Every record must be written out once more, with nothing added or omitted.
** Start of INPUT FOR THIS TASK **
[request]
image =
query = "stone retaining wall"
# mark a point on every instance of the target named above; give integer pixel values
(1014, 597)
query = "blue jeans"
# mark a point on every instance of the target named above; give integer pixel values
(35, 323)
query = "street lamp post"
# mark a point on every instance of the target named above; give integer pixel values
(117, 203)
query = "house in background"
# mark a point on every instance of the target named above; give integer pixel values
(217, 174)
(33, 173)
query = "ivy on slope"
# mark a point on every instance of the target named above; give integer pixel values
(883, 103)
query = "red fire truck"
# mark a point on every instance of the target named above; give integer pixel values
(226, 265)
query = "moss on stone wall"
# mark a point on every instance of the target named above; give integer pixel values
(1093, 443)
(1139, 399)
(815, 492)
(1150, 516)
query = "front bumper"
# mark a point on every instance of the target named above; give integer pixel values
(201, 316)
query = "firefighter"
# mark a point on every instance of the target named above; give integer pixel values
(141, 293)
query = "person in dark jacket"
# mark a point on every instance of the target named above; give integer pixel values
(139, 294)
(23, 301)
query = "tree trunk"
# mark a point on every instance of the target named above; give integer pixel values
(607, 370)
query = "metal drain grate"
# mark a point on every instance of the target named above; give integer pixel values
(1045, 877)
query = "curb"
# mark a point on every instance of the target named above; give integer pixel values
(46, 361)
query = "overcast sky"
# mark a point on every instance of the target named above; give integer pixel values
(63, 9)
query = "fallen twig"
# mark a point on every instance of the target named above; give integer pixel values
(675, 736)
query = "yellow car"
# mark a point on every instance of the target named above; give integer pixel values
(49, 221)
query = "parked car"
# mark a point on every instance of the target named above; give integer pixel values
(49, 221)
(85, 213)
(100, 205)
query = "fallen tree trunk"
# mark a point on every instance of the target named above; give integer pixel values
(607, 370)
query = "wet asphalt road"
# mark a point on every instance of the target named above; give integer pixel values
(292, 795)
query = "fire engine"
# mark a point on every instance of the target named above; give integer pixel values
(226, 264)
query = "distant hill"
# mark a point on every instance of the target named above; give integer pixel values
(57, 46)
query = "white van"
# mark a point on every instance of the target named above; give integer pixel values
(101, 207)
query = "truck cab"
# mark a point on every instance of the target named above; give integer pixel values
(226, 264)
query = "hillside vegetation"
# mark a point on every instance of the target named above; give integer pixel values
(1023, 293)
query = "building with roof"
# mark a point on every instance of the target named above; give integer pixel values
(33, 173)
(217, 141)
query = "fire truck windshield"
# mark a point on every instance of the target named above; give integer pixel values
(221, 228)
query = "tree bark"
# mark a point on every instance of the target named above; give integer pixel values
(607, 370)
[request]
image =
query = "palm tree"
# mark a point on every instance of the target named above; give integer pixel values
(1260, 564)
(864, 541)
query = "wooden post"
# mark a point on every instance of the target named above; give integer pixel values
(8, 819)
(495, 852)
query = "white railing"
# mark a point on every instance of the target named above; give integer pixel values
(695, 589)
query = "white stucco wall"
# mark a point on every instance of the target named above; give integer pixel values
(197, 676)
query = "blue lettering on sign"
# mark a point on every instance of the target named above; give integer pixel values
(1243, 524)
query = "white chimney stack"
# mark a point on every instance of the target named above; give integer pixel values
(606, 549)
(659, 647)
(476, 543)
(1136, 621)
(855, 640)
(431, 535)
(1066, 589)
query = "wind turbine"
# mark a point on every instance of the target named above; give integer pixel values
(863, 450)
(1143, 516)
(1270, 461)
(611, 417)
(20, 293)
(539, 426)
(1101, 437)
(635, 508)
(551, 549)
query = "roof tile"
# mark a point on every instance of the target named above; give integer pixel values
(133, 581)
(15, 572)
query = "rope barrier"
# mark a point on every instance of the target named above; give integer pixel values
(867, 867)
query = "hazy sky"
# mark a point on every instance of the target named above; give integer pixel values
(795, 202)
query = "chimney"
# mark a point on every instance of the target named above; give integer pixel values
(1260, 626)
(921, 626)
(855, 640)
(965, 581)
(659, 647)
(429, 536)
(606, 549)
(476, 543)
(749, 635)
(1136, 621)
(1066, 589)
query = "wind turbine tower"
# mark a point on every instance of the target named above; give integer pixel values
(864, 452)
** End of INPUT FOR THIS TASK **
### OUTPUT OF THE TASK
[request]
image =
query = "stone retaining wall"
# mark a point on every instance of the target named above; give integer pixel values
(1014, 597)
query = "blue jeans"
# mark a point on every instance of the target named above; give integer pixel values
(35, 323)
query = "street lamp post"
# mark a point on every instance of the target named above; give integer pixel values
(117, 203)
query = "house in background"
# mark a point on every instance of the target named above; give integer pixel values
(217, 174)
(33, 173)
query = "ivy on slope"
# mark a point on every instance of the target named above; give integer pixel values
(883, 103)
query = "red fire truck"
# mark a point on every instance of the target named above; give integer pixel values
(226, 265)
query = "moss on stone wall"
# mark a point on every instance of the target named above; give integer pixel values
(1093, 443)
(1139, 399)
(815, 492)
(1150, 516)
query = "front bumper"
# mark a point on every instance of the target named above; give integer pixel values
(201, 316)
query = "firefighter"
# mark a point on every instance of the target named above; give integer pixel values
(141, 293)
query = "person in dark jacket"
# mark a point on every instance of the target named above; give integer pixel values
(139, 294)
(23, 301)
query = "tree trunk"
# mark a point on every instance of the target named above; give integer pixel values
(607, 370)
query = "metal drain grate"
# mark a point on every instance of the target named above; give integer pixel values
(1045, 877)
query = "curb"
# mark a point on every instance of the target named above; give integer pixel values
(46, 361)
query = "overcast sky"
# mark a point on every instance of the target named above; give integer pixel values
(63, 9)
query = "fallen twig"
# mark a point on every instance of the target named above; give integer pixel values
(675, 736)
query = "yellow car"
# mark a point on every instance of the target named above; give integer pixel values
(49, 221)
query = "parked car"
# mark a point on every instance of the target named above; give integer pixel values
(49, 221)
(85, 213)
(100, 205)
query = "fallen tree trunk"
# mark a point on every instance of the target named above; give integer pixel values
(607, 370)
query = "wet asphalt road"
# mark a point on every instance of the target named above; give integer pixel values
(292, 795)
query = "fire engine"
# mark a point on every instance of the target named above; give integer pixel values
(226, 264)
query = "distant hill"
# mark a point on every instance of the target named above; give integer pixel values
(57, 46)
query = "white van"
# mark a point on every instance of the target named above; give integer pixel values
(101, 207)
query = "truck cab"
# mark a point on every instance of the target named above; give integer pixel values
(226, 264)
query = "hillside vegetation"
# mark a point on every instance of the target named above; give integer pixel values
(1023, 293)
query = "building with roof"
# mark a point on every instance of the target named above; give integer pixel values
(33, 173)
(217, 141)
query = "fire truck windshield"
# mark a point on every instance of the target named above; give integer pixel values
(221, 228)
query = "tree bark"
# mark a point on every instance of the target named above; give integer pixel values
(607, 370)
[request]
image =
query = "palm tree"
# mark a point on every instance of the target named above; give integer pixel values
(1260, 564)
(864, 541)
query = "wooden post"
# mark a point on every instance of the target named above; give integer pixel values
(8, 819)
(495, 852)
query = "white railing"
# mark a point on every instance of the target named above; give integer pixel values
(695, 589)
query = "white stucco wall"
# mark a point on every instance of the target named above; give integer pixel values
(197, 676)
query = "blue lettering on sign"
# mark a point on every instance of the target named above; give integer pixel values
(1243, 524)
query = "white chimney stack"
# mark a point on every instance of the target named above; give integer pixel values
(606, 549)
(659, 647)
(476, 543)
(1136, 621)
(855, 640)
(431, 535)
(1066, 589)
query = "wind turbine"
# mark a point on every instance of the target named above; give integer pixel values
(863, 450)
(1143, 516)
(1270, 461)
(611, 417)
(20, 293)
(539, 426)
(1101, 437)
(635, 508)
(551, 549)
query = "roof tile"
# mark a point on every instance of the target named above; give integer pixel values
(133, 581)
(15, 572)
query = "rope barrier"
# mark a point on every instance of the target named above; give integer pixel values
(867, 867)
query = "hazy sky"
# mark a point on every instance of the target named above; give integer pixel values
(795, 202)
query = "chimney"
# mark a point on every instance of the target named above; give integer pixel values
(1260, 626)
(921, 626)
(855, 640)
(965, 581)
(659, 647)
(429, 536)
(606, 549)
(476, 543)
(749, 635)
(1136, 621)
(1066, 589)
query = "wind turbine tower"
# mark a point on every instance of the target named above; give integer pixel values
(864, 452)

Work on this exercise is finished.